Selected text:
##########

Chronic Suppurative Otitis Media: Optimizing Initial Antibiotic Therapy in a Tertiary Care Setup

Shashidhar Vishwanath 1, Chiranjay Mukhopadhyay 1,, Rajat Prakash 1, Suresh Pillai 2, Kailesh Pujary 2, Parul Pujary 2
PMCID: PMC3431529  PMID: 23998037

Abstract

A prospective study was done to determine the clinico-microbiological profile and the antibiogram of patients with chronic suppurative otitis media. Ninety-four patients presenting with tympanic perforation and ear discharge of more than 3 months were studied. Middle ear swabs obtained aseptically were processed for culture and the isolates identified by standard procedures. Antimicrobial susceptibility testing of the aerobic bacterial isolates was performed by disc diffusion method according to clinical laboratory standards institute guidelines. Patients in the age group of 21–30 years were more commonly affected (22.3%). Male:Female ratio was 2:1.4. Of the 94 patients, 64 (68.1%) had tubo-tympanic disease and rest 30 (31.9%) presented with attico-antral disease. Monomicrobial flora was seen in 55 (58.5%) samples, 28 (29.8%) yielded polymicrobial growth and 11 (11.7%) samples were sterile. A total of 115 microbial isolates (86 aerobic bacteria, 18 anaerobic bacteria and 11 fungi) were obtained. Pseudomonas aeruginosa (32.2%) was the most common isolate followed by Staphylococcus aureus (17.4%). Amongst anaerobes, gram positive cocci were more commonly isolated (38.9%). Aspergillus spp. (72.7%) were the most common fungus isolated. Most of the Pseudomonas aeruginosa isolates (25, 67.6%) were susceptible to all the antibiotics. Among the commonly used topical agents in the treatment of CSOM, tobramycin was the most effective (83.8%), followed by gentamicin (78.1%), ciprofloxacin (75.6%) and neomycin (3.5%). Periodic monitoring of the microbiological profile along with their sensitivity pattern is essential for formulating an effective antibiotic policy for CSOM.

##########

Extracted information:
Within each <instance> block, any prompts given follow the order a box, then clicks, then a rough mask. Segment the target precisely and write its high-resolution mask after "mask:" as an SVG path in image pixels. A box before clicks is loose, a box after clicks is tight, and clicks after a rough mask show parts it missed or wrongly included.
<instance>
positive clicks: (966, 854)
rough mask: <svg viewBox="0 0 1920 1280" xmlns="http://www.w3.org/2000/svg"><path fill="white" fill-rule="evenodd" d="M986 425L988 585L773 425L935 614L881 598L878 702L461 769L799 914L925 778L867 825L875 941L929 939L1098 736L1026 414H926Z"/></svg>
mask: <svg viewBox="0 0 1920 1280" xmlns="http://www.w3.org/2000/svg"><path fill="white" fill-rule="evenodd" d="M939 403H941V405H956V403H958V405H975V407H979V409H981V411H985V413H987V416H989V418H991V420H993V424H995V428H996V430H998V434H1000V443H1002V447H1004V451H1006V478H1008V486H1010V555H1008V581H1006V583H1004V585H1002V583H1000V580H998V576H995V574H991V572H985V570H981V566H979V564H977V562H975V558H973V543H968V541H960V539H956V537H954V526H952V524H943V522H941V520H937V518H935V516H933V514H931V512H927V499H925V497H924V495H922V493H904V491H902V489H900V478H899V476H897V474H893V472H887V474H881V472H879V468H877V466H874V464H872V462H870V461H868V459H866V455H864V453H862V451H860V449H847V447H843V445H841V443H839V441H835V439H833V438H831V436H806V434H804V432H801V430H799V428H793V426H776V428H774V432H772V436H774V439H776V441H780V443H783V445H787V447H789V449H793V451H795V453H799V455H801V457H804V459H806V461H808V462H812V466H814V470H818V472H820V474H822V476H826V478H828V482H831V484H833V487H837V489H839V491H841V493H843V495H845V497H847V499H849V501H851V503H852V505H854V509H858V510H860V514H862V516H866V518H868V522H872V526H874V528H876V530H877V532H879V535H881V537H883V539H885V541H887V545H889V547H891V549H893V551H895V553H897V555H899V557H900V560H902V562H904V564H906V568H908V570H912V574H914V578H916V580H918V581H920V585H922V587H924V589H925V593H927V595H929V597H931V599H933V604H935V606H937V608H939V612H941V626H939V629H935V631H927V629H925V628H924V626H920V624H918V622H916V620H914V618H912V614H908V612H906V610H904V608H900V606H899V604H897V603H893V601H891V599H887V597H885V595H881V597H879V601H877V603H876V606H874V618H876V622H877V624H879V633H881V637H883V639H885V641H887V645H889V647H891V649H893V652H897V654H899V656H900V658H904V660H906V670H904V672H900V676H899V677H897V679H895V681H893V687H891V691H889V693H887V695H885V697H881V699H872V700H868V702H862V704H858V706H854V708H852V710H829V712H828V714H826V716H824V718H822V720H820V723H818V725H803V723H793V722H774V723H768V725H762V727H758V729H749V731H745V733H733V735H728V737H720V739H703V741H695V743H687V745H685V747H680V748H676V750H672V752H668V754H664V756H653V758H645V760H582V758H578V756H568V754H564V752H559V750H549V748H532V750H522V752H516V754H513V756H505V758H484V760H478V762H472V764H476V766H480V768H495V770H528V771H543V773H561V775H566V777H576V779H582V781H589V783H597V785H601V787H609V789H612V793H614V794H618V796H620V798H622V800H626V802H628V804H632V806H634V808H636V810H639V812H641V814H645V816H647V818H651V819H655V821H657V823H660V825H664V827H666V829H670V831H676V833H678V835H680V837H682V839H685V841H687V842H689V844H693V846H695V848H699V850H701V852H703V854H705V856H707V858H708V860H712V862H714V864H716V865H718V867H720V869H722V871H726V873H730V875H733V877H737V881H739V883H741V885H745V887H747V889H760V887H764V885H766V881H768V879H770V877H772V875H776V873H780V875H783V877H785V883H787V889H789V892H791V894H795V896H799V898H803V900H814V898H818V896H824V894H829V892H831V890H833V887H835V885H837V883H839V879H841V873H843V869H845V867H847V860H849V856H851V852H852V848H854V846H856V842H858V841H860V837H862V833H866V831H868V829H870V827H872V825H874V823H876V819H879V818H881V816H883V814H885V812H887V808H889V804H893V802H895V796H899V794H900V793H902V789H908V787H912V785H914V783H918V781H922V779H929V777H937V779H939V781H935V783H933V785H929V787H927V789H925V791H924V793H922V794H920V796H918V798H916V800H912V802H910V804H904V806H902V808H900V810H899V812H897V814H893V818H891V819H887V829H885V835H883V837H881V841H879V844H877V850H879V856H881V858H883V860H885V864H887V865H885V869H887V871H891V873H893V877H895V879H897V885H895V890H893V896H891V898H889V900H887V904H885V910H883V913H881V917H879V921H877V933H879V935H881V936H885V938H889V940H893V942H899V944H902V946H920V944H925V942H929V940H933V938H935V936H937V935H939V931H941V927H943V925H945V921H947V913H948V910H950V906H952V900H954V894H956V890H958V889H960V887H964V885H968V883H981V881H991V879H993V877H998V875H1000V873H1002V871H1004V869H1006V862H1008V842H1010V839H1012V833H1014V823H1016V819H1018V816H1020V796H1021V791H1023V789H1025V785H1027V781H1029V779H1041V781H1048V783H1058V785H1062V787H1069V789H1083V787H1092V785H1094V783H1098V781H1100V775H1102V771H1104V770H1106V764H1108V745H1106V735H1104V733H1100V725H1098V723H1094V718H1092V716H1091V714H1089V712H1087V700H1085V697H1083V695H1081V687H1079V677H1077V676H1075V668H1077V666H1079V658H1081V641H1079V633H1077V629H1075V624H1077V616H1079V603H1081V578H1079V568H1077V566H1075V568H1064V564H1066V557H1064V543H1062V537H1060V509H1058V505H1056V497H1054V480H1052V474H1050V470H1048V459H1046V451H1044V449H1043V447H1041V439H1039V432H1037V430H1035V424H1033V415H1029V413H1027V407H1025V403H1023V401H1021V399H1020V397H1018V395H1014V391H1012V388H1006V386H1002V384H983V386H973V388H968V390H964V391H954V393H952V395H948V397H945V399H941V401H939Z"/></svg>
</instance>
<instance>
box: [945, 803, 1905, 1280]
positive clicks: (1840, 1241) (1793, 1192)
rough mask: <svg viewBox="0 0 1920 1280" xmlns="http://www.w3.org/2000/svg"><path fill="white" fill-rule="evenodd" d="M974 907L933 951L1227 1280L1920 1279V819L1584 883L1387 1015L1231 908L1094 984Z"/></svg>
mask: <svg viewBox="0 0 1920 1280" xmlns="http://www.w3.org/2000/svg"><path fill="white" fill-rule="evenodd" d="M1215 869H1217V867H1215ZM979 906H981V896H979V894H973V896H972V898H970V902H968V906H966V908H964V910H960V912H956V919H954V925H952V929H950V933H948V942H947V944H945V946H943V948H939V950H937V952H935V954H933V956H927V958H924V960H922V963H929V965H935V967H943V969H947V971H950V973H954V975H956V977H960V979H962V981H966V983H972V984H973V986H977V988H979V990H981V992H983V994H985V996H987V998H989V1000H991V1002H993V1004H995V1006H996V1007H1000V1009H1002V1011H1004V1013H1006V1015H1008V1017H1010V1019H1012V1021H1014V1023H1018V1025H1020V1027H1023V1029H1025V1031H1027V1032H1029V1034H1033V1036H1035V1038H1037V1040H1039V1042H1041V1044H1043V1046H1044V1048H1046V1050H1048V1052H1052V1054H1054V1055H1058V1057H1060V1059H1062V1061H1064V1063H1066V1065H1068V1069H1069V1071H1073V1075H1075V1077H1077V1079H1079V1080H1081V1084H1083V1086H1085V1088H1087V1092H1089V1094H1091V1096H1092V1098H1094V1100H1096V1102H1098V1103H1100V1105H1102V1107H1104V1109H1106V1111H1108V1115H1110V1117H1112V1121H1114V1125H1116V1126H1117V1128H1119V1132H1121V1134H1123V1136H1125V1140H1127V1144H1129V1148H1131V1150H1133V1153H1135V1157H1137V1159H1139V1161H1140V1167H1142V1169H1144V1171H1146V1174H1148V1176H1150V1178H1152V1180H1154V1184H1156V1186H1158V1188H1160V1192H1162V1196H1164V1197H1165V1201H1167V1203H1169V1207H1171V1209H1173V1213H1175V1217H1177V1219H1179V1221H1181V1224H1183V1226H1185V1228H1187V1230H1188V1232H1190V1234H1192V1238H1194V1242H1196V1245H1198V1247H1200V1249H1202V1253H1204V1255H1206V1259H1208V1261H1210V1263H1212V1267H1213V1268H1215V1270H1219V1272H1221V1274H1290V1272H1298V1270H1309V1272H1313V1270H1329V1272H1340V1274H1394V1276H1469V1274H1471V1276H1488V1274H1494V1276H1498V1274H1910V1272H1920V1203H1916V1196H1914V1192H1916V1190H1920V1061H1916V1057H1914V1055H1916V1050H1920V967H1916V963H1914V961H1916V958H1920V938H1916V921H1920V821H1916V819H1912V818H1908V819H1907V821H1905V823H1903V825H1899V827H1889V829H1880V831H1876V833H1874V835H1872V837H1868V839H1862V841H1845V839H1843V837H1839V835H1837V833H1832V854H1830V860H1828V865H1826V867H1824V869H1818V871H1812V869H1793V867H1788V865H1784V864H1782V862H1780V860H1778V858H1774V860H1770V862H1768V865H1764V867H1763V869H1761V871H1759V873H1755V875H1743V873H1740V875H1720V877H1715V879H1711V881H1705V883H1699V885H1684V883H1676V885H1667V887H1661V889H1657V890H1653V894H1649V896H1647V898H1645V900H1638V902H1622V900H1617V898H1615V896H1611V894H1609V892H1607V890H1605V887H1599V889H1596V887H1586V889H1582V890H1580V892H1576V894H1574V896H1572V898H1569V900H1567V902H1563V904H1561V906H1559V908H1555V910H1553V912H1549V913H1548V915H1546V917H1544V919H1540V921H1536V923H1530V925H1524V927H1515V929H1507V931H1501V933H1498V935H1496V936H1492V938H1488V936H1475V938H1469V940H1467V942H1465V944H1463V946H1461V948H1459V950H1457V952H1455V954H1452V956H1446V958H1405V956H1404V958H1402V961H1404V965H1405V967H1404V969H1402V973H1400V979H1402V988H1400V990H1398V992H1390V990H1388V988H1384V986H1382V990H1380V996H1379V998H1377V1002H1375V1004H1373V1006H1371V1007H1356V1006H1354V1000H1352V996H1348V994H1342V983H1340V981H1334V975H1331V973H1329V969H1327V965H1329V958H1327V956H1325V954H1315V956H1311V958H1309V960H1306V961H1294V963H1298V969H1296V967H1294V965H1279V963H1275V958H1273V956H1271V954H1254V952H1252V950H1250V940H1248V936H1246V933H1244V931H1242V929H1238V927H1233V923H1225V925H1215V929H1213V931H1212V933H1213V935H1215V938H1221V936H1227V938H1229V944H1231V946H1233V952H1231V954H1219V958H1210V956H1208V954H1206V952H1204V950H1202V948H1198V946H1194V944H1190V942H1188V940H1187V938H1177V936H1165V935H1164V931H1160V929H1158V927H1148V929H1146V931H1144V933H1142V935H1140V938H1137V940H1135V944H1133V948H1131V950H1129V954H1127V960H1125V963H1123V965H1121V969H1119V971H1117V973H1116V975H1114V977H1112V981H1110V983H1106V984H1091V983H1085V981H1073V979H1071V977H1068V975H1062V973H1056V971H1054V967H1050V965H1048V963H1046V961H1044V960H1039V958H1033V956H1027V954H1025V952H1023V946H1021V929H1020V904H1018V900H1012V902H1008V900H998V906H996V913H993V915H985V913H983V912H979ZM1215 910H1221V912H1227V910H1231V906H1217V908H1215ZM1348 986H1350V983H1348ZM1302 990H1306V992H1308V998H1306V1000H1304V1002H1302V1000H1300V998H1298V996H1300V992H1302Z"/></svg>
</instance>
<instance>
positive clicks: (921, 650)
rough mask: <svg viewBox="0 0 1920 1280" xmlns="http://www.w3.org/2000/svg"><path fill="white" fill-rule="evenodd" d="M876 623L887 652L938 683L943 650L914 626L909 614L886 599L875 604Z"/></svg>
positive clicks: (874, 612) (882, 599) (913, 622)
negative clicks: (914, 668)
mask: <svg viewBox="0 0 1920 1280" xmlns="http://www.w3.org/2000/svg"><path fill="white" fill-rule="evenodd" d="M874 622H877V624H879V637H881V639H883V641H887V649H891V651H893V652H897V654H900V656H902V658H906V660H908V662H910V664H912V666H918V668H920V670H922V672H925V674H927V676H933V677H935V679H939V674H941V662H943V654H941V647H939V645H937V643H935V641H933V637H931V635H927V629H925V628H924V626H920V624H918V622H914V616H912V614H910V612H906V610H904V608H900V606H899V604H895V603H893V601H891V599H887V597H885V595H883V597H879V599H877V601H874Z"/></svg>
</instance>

##########

Work order A: Name every topical agent that the abstract on chronic suppurative otitis media lists, with its effectiveness percentage.
Work order B: According to the abstract on chronic suppurative otitis media, which fungus was isolated most often?
The records come from a separate source and are unrelated to the abstract.

Exercise response A:
- Tobramycin: 83.8%
- Gentamicin: 78.1%
- Ciprofloxacin: 75.6%
- Neomycin: 3.5%

Exercise response B: Aspergillus spp., at 72.7%.